> Action item A
Using the talk summaries, decide whether each statement agrees with the text: (i) the portable TCP/IP stack includes its own OS-specific code; (ii) smolBSD can boot on bare metal in under one second; (iii) George Neville-Neil presented LLVM as a strong abstraction layer across diverse hardware. Give yes or no for each, with the deciding words of the text quoted exactly.
> Action item B
Summarize the talk summaries in three sentences.

> Study text

▬▬▬▬▬▬

Talks That Stood Out
Rethinking the forms of OS functionality development
Kenichi Yasukata presented his work on a portable userland TCP/IP stack. He outlined the performance advantages of running the network stack in userspace but highlighted a persistent challenge: portability across operating systems due to divergent APIs.
His solution is a userland TCP/IP stack that deliberately omits OS-specific code. That sounds paradoxical — how can a TCP/IP stack function without OS bindings? The answer is that developers supply the OS-specific low-level glue themselves. This separation lets the core stack remain portable while still achieving strong performance.
Kenichi also discussed techniques for intercepting system calls without relying on LD_PRELOAD. His approach uses binary overwriting, which requires architecture-specific hooks: svc-hook on arm64, and zpoline (a trampoline through an alternative syscall entry point) on x86-64.
Faster, smolBSD! Boot! Boot!
Pierre Pronchery showcased smolBSD, a container-oriented NetBSD variant. By stripping the kernel down to only the necessary drivers and bypassing the traditional UEFI boot path, smolBSD achieves bare-metal boot times under one second.
Pierre demonstrated PicoClaw and SSH server images that can be instantiated much like Docker images — an impressive feat for anyone who has waited several seconds for a standard container to come up. He also showed ZFS-on-root running on NetBSD, though this still appears to lag behind FreeBSD's mature ZFS support.
Run Time Reoptimization for Modern Heterogenous Systems
George Neville-Neil argued that modern hardware — CPUs, GPUs, NPUs — has evolved far beyond the PDP-11 model, yet Unix-like operating systems still carry assumptions rooted in that era.
He dove deep into CPU microarchitecture: cycle-level penalties, cache misses, branch mispredictions, and the like. The core idea is to capture these runtime penalties and feed them back into LLVM, which he highlighted as a strong abstraction layer across diverse hardware targets. This feedback from live profilers is passed through optimization pipelines that produce architecture-specific binaries, which are reloaded without exiting the program.

▬▬▬▬▬▬

> Data to examine
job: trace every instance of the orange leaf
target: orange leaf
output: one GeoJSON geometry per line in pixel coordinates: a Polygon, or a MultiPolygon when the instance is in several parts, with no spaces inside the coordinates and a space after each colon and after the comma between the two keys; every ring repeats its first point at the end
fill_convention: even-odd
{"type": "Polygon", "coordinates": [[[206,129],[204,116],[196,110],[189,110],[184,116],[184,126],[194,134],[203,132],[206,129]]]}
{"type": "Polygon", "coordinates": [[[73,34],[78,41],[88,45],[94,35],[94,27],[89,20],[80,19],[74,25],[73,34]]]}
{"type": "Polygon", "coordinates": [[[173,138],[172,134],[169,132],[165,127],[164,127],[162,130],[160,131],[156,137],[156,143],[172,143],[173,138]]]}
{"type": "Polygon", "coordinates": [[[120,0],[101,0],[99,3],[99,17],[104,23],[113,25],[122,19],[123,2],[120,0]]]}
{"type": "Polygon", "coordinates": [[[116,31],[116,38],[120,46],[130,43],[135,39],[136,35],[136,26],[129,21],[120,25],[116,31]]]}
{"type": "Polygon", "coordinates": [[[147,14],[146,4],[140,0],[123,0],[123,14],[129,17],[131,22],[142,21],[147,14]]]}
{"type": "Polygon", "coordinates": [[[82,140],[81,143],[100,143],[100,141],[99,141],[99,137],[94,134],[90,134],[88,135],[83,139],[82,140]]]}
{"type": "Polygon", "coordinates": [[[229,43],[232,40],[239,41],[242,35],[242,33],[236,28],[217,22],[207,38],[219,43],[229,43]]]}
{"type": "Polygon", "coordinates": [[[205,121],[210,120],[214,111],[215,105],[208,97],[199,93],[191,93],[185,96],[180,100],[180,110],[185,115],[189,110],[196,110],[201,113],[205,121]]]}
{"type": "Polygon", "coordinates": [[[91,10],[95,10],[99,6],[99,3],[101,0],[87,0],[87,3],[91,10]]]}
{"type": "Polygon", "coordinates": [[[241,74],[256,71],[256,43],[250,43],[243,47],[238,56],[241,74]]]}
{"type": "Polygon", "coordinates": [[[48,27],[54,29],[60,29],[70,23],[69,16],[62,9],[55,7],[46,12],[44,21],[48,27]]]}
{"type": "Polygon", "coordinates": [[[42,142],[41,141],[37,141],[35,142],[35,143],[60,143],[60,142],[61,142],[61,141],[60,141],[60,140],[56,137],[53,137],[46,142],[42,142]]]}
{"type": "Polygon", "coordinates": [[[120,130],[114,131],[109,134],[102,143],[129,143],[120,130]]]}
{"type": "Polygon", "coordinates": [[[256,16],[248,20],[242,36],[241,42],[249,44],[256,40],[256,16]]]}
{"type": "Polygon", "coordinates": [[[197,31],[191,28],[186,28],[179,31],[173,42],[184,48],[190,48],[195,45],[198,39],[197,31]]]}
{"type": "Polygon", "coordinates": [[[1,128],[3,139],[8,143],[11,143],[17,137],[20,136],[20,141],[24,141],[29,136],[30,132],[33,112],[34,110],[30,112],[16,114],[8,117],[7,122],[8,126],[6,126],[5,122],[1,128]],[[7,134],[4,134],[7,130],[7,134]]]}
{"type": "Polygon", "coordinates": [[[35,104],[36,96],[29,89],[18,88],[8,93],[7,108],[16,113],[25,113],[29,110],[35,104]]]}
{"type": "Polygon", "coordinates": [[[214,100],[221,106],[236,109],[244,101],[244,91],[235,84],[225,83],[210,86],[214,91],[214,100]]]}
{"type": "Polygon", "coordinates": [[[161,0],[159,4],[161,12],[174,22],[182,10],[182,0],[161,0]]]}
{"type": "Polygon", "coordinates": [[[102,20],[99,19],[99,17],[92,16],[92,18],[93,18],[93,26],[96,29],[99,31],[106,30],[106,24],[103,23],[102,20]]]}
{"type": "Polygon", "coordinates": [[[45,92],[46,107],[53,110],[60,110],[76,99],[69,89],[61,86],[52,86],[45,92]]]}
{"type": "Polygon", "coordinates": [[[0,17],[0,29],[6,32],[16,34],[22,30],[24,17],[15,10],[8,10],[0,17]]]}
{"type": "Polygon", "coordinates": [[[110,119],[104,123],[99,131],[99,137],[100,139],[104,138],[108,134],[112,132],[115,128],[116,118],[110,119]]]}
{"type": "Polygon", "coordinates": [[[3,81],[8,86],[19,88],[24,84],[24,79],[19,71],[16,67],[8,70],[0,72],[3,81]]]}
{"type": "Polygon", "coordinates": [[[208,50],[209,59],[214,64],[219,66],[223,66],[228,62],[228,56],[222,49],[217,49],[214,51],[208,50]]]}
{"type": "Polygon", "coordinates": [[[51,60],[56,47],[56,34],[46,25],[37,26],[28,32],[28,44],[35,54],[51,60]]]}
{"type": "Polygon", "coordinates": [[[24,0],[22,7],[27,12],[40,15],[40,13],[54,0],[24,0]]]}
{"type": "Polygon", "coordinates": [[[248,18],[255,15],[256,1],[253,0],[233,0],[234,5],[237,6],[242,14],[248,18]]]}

▬▬▬▬▬▬

> Answer box A
(i) No: "His solution is a userland TCP/IP stack that deliberately omits OS-specific code."
(ii) Yes: "smolBSD achieves bare-metal boot times under one second."
(iii) Yes: "LLVM, which he highlighted as a strong abstraction layer across diverse hardware targets"

> Answer box B
Kenichi Yasukata presented a portable userland TCP/IP stack that leaves out OS-specific code so developers can supply their own low-level glue, and he described intercepting system calls through binary overwriting instead of LD_PRELOAD. Pierre Pronchery showed smolBSD, a container-oriented NetBSD variant with a stripped-down kernel that boots on bare metal in under one second and can run images much like Docker. George Neville-Neil argued that Unix-like systems still carry PDP-11-era assumptions, and he proposed feeding runtime penalties from live profilers into LLVM to produce architecture-specific binaries that are reloaded without exiting the program.